◆ Complete the following:
1 > Using the passage on the agent's deployment, answer these:
(a) Within how many characters does the _chunk_text helper look for a \n\n boundary before it hard-splits?
(b) How many tests in the suite are green today?
(c) Roughly how long did the 585-token reply over SSH take to arrive?
2 > Continue the passage on the agent's deployment, starting after its final sentence.
---- Supplied passage
The weekly summary needed one more piece. WhatsApp has a practical per-message limit, so a full weekly summary would be silently truncated. The fix was a _chunk_text helper that splits on \n\n boundaries (hard-splits only when no boundary exists inside 3,500 characters), prepends a [Weekly N/M] header when there’s more than one chunk, and inserts a 1-second delay between sends so the receiving Evolution API doesn’t drop a burst.
The outcome
Live on the Hetzner VPS since 23-May-2026, and a daily driver since. The production container runs Up healthy with restart count 0; the uptime heartbeat answered 200 OK to Uptime Kuma at 09:18 MDT on the day the scheduler first started and has been answering on the minute ever since. The morning digest fires every day, the weekly summary every Sunday. The test suite has grown with the agent — from 42 at first alerting to 293 green today, as ingestion, audits, and the WhatsApp chat path were each added under test.
The agent has been exercised against the live operation in ad-hoc mode while the scheduled jobs warmed up. The most useful proof was a real query asked from the container: “what’s the state of the Axera Flow fronts today?” The agent returned 4,445 tokens of structured answer in 87 seconds, including a finding the human hadn’t caught — three duplicate Voice Call records from the same prospect, sitting in the Voice Calls table waiting for someone to notice. The founder noticed only because the agent surfaced it. That single output justified the build.
The phone path also worked first try. Over SSH, the chat command opened an interactive session and returned a 585-token reply in about 12 seconds — slower than a desktop terminal would be, but well inside the founder’s spec for “a quick consult from the phone.”
--------
---- Material supplied
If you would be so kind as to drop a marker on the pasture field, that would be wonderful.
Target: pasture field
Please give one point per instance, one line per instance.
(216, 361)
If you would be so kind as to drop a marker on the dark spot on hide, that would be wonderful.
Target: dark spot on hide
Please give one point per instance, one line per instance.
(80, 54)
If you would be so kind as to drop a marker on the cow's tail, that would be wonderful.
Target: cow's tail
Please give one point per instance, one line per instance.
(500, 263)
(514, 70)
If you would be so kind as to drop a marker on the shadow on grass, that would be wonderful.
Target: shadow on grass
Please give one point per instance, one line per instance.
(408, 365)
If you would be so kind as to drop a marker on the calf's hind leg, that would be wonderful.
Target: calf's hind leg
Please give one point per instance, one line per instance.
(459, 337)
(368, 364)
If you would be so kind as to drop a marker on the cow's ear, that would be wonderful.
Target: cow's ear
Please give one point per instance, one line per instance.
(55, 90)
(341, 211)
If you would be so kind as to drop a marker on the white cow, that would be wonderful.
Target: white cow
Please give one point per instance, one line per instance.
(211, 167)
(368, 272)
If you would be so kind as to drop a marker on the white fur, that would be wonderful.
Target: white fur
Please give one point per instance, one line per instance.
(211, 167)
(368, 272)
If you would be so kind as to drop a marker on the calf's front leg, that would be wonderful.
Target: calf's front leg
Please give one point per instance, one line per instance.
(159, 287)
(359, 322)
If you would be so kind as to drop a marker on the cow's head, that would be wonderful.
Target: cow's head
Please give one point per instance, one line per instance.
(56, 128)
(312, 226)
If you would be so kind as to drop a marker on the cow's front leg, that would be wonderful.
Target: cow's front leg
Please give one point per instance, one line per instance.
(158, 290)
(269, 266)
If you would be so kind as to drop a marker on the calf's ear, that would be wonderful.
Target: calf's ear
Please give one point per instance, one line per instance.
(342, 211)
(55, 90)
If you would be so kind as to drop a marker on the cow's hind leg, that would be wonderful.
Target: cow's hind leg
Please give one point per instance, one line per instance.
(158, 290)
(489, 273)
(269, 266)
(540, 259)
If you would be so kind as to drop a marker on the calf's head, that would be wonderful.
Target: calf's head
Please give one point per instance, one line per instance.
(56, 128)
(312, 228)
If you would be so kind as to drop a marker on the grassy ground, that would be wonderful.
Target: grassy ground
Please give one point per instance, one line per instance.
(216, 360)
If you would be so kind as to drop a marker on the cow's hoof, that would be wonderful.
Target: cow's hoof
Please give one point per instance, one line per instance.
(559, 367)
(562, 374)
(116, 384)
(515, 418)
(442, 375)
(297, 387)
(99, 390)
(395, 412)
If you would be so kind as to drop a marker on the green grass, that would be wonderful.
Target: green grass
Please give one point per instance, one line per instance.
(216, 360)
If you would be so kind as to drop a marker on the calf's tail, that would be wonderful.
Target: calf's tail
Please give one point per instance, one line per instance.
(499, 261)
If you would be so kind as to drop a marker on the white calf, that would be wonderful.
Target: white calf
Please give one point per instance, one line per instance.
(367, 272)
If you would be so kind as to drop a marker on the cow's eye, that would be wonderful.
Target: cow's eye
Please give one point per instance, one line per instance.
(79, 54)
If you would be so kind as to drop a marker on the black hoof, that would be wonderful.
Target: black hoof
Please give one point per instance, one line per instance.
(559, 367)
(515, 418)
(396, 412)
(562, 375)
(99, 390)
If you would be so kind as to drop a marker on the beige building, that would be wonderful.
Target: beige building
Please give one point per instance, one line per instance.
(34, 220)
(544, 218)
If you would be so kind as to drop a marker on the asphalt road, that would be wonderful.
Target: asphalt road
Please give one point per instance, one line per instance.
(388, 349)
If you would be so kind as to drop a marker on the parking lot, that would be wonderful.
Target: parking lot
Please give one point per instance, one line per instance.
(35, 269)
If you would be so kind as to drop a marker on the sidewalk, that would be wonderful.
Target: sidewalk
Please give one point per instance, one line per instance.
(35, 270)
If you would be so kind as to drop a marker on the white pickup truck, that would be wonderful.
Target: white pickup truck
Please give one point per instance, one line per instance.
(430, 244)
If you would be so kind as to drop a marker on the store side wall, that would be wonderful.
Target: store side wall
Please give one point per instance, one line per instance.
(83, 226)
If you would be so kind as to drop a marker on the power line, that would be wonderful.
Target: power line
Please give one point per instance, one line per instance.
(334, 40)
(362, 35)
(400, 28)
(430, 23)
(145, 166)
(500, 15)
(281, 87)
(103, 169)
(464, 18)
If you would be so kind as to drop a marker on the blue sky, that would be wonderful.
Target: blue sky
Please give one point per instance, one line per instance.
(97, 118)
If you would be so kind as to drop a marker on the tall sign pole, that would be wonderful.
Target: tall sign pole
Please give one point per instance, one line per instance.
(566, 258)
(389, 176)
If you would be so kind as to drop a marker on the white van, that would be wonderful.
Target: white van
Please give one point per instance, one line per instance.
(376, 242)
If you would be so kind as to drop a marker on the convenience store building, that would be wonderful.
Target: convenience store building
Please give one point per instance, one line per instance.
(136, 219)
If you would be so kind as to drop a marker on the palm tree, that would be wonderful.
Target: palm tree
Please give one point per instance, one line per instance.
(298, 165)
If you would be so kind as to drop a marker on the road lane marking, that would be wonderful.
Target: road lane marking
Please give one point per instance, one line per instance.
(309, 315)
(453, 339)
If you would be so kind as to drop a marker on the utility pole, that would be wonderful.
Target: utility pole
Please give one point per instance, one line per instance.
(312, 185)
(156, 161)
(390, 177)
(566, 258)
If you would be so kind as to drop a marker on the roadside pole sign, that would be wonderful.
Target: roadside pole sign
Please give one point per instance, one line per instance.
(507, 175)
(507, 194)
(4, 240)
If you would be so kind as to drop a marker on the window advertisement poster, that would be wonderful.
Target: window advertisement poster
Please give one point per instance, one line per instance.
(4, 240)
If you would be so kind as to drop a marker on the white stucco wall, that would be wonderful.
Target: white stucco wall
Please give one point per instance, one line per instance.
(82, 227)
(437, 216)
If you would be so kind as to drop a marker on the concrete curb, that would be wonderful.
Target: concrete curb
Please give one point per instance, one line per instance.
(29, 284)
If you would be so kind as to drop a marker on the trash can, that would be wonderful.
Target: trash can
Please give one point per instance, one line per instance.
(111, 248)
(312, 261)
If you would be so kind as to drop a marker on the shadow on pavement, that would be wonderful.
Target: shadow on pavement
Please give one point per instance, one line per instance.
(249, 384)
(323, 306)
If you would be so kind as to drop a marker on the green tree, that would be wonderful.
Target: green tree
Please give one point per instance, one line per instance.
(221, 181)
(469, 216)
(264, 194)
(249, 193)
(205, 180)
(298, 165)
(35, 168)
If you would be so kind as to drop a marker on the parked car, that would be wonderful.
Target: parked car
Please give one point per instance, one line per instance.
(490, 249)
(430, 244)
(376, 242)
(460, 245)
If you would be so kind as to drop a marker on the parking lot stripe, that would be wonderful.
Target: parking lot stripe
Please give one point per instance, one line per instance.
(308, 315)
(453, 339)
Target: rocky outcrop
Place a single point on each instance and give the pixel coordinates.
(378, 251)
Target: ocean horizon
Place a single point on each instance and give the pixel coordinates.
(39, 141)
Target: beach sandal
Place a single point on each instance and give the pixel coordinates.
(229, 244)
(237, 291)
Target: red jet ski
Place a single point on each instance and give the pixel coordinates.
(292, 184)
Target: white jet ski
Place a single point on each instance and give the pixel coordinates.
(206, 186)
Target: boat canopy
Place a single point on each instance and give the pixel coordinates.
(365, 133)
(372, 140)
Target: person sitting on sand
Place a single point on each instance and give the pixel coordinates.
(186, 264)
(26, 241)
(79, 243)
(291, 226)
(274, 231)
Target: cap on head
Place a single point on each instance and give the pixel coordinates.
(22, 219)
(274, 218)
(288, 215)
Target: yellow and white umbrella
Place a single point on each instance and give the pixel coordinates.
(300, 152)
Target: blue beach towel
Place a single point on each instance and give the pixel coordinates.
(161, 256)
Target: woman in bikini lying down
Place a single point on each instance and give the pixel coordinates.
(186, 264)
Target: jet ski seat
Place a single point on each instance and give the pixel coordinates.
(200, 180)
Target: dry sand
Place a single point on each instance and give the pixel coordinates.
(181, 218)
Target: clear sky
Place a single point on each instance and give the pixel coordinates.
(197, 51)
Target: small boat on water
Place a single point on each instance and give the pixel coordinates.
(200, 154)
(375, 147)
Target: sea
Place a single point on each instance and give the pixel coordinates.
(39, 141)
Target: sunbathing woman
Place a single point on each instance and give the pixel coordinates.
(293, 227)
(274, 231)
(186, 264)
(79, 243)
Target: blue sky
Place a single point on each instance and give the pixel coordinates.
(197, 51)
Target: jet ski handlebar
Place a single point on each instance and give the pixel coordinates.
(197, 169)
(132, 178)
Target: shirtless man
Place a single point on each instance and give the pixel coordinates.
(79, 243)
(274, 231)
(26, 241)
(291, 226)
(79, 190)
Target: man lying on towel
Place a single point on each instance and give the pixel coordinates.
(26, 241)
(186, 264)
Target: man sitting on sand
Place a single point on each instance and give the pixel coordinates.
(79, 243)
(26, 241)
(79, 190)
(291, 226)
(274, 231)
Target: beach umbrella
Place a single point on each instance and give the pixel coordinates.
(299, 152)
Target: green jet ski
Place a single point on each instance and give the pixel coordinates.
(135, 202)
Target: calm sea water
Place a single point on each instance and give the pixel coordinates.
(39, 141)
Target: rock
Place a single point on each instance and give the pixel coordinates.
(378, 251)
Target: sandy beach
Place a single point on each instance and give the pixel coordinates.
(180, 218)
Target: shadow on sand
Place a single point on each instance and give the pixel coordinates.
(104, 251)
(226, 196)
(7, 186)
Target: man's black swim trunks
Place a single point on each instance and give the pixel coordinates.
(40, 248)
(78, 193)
--------
◆ Answer set:
1 >
(a) 3,500 characters.
(b) 293.
(c) About 12 seconds.

2 >
The architectural bet — that one agent reading across every front could replace the hour-long morning scan — has had weeks to prove out, and it held: the digest is a daily driver, the manual scan is gone, and the agent’s reach only widened. It now ingests marketing data, answers a WhatsApp consult from the phone, and carries a fact-capture loop — when the founder corrects it in plain language (“the BR instance is off on purpose”), the agent tags the fact and feeds it back into the canonical docs, so the next morning’s digest reasons from a corrected picture instead of repeating a stale one. The credentials still never left the VPS the founder owns, and the alert path still only interrupts on real transitions. The thing that was a hypothesis at launch is now just how the operation runs.
Lessons learned
The most useful decisions on this project were about posture, not features. Running the agent inside a container the founder owns, not on someone else’s automation platform. Treating alerts as a transition signal, not a stream. Letting a 1.29 GB image stand because the alternative was worse code. Wiring the alert path best-effort so a WhatsApp outage couldn’t take down a digest. Each of these would have been easy to compromise under deadline pressure, and each one is doing real work in production.
The second lesson is operational: building an agent that decides what’s worth surfacing is mostly an exercise in writing the silent path well. The loud path — generating a digest, sending a message — is the easy part. The hard part is making sure nothing fires when nothing happened. Transition-only state, atomic state writes, best-effort send wrappers, a 60-second heartbeat that proves the agent is alive without saying anything substantive — these aren’t features the founder will ever see. They’re the reason he won’t be woken up at 3 a.m. by a duplicate notification about a failure that already self-recovered.